■ PAGE EXCERPT ■
IPRA President’s News12 years, 9 months ago
Philip Sheppard provides an update on his activities as IPRA President, salutes an online re-design and draws attention to some important diary dates.
Before you began reading these words you will, I trust, have noticed some changes to the website on which they appear. In recent weeks our estimable designer Matthew Stuart has been busily engaged in revamping the IPRA website, including the Frontline pages which you are looking at now.
In our digital age, when so much information is sought, disseminated and exchanged online, it is imperative that an organisation of communicators such as IPRA takes its presence on the web seriously. (By the way, for some interesting insights into the online social media phenomenon, might I suggest that you read Bart de Vries’ excellent article on the subject in this very issue of Frontline, if you have not done so already).
We have set out to increase the utility and improve the design of our website, integrating this online magazine more tightly into the rest of the site and giving our homepage and other areas of the site a more contemporary appearance. Our aim is to make it easier for you to find and consume our content. We all – myself, our editor Robert Gray, aforementioned designer Matthew Stuart and the team at the IPRA Secretariat – hope that you will enjoy the changes we have made.
Constructive feedback of any kind is always appreciated. Please do not hesitate to let us know should you encounter any technical glitches or other teething troubles when visiting any part of the site. However, we ask for your patience with regard to the considerable amount of archive material we offer online. It may take us a few more weeks to link the bulk of this material, including back issues of Frontline, to our reconstructed site.
IPRA Code of Brussels
Now, on to other matters. In my capacity as IPRA President, I had the honour to lead a panel of three distinguished speakers at the US launch of the new IPRA Code of Brussels. Speaking at the University of Miami in late February, I introduced the new code of conduct for public affairs, which was then commented upon by Roger Bolton, president of the Arthur Page Society, Dr Jay Black, editor of the Journal of Mass Media Ethics and Kenneth Goodman, co-director University of Miami Business School ethics program.
The event took place as part of the University’s communication week at the invitation of IPRA’s Don Stacks, professor of advertising and PR at the University. And the panel’s conclusions? A well-drafted code, balancing the aspirational parts of a code with the prohibitions in about the best way one can hope for.
European Lobbying Principles
IPRA has combined forces with two European public affairs groups to draft a common set of principles for the European Commission to consider as the basis for any future code of ethical conduct for lobbyists. Based on the work which led to the Code of Brussels, I worked with Lyn Trystman-Gray, president of SEAP, the Society of European Affairs Professionals and José Lalloum, new president of the consultancies body EPACA (European Public Affairs Consultancies’ Association), on the principles.

■ PROVIDED MATERIAL ■
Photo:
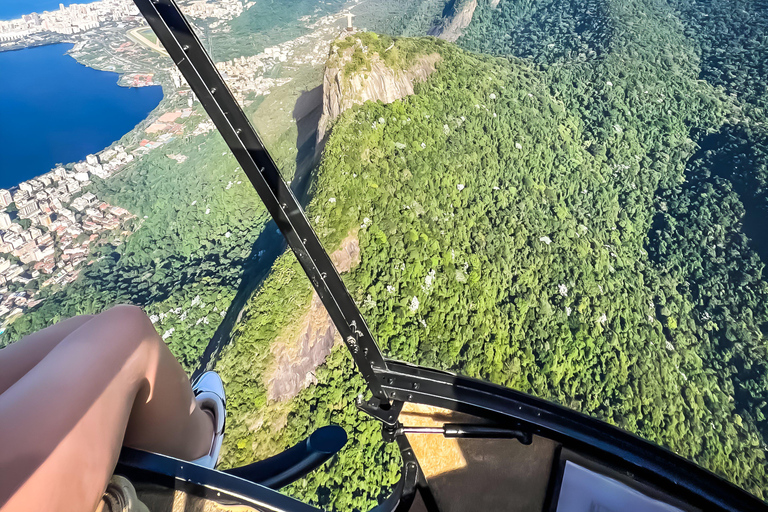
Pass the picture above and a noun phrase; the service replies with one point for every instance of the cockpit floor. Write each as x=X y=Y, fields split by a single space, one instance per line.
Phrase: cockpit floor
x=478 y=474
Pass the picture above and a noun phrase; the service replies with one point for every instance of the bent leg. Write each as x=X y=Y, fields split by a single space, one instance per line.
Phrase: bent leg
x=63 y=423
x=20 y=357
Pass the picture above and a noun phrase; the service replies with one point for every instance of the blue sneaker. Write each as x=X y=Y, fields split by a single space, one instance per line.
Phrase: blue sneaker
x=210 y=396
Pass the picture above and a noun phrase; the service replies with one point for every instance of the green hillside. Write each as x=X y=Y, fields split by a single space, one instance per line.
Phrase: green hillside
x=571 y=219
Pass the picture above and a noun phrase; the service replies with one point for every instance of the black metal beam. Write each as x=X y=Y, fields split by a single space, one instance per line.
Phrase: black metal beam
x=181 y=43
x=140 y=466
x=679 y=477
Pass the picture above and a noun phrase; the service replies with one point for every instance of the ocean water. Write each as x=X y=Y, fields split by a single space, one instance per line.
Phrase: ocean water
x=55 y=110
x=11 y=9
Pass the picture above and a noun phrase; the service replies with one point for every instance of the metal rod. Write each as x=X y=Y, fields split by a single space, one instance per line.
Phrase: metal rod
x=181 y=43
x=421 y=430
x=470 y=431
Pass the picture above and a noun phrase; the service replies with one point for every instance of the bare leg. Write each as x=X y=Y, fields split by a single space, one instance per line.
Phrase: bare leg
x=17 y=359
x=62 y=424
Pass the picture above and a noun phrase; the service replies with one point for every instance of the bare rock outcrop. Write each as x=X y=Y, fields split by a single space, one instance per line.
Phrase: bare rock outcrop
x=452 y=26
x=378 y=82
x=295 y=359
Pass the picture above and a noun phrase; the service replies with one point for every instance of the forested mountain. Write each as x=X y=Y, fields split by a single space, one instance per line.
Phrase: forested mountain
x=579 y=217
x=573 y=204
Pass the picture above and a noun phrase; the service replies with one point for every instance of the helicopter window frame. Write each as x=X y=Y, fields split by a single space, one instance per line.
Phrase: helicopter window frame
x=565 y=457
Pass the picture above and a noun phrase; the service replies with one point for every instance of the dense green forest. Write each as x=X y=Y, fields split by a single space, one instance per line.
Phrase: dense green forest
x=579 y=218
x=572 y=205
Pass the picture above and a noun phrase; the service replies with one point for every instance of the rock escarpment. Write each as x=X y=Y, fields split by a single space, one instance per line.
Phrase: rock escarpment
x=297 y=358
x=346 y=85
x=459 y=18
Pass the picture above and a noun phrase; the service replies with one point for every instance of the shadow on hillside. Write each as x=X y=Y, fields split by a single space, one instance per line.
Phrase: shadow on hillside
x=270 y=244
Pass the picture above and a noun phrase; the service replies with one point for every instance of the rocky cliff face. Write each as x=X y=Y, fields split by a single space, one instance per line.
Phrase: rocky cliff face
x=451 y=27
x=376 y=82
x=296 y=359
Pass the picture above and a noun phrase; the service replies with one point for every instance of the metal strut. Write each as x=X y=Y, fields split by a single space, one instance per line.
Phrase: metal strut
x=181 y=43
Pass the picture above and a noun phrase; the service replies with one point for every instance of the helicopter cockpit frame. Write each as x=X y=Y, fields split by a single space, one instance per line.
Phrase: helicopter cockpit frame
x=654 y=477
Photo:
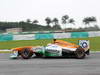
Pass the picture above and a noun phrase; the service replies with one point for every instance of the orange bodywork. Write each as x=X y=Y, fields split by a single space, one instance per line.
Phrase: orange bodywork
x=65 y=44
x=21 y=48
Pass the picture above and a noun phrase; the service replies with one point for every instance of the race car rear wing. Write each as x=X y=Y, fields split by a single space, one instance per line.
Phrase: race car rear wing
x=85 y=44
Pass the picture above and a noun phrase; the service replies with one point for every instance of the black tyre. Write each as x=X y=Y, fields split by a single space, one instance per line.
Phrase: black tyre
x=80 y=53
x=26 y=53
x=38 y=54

* * *

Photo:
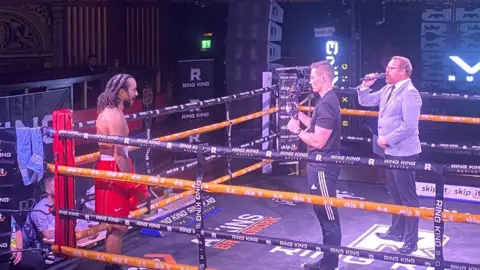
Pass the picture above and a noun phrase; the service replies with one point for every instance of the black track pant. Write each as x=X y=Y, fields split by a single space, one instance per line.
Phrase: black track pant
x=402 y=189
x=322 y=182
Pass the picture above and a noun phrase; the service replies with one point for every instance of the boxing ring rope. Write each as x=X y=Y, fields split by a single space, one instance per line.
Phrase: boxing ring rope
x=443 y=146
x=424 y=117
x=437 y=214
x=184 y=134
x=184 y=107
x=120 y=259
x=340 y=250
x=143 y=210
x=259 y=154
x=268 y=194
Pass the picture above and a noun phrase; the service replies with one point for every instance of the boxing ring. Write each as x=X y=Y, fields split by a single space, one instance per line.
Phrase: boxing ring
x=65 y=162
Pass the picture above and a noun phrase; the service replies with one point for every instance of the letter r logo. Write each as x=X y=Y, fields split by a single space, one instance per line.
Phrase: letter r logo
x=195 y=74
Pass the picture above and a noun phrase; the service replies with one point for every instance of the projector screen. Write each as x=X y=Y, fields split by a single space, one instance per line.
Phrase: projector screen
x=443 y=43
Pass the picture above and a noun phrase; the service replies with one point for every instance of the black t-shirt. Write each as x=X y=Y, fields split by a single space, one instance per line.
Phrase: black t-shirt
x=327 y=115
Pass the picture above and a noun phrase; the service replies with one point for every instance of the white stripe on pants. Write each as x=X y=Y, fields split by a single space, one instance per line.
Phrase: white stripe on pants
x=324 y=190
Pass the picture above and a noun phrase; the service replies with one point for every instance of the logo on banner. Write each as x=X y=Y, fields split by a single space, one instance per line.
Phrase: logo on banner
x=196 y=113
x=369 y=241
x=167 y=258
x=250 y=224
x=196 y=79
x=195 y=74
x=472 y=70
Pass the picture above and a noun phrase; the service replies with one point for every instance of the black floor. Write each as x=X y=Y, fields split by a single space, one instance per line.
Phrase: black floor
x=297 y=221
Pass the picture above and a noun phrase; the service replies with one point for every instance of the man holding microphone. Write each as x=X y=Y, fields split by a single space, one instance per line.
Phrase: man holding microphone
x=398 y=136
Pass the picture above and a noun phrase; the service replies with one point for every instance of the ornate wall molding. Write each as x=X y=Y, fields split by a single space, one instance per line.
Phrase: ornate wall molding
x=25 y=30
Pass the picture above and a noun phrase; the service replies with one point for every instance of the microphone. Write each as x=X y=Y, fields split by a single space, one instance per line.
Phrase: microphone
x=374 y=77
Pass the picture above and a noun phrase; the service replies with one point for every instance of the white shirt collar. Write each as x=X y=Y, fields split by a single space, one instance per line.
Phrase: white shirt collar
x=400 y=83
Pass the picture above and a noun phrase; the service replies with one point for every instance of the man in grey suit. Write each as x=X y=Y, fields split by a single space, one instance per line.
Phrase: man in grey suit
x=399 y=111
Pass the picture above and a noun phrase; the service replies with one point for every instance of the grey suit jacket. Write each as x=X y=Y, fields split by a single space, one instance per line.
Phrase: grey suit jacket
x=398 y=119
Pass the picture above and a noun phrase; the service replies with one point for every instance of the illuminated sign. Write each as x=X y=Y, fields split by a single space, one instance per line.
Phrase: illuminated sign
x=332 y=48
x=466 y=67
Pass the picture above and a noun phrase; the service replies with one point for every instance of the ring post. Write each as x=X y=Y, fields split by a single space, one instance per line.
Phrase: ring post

■ BRIEF ■
In the IPRA President's update, where was the US launch of the IPRA Code of Brussels held?

■ SOLUTION FOR THIS EXERCISE ■
At the University of Miami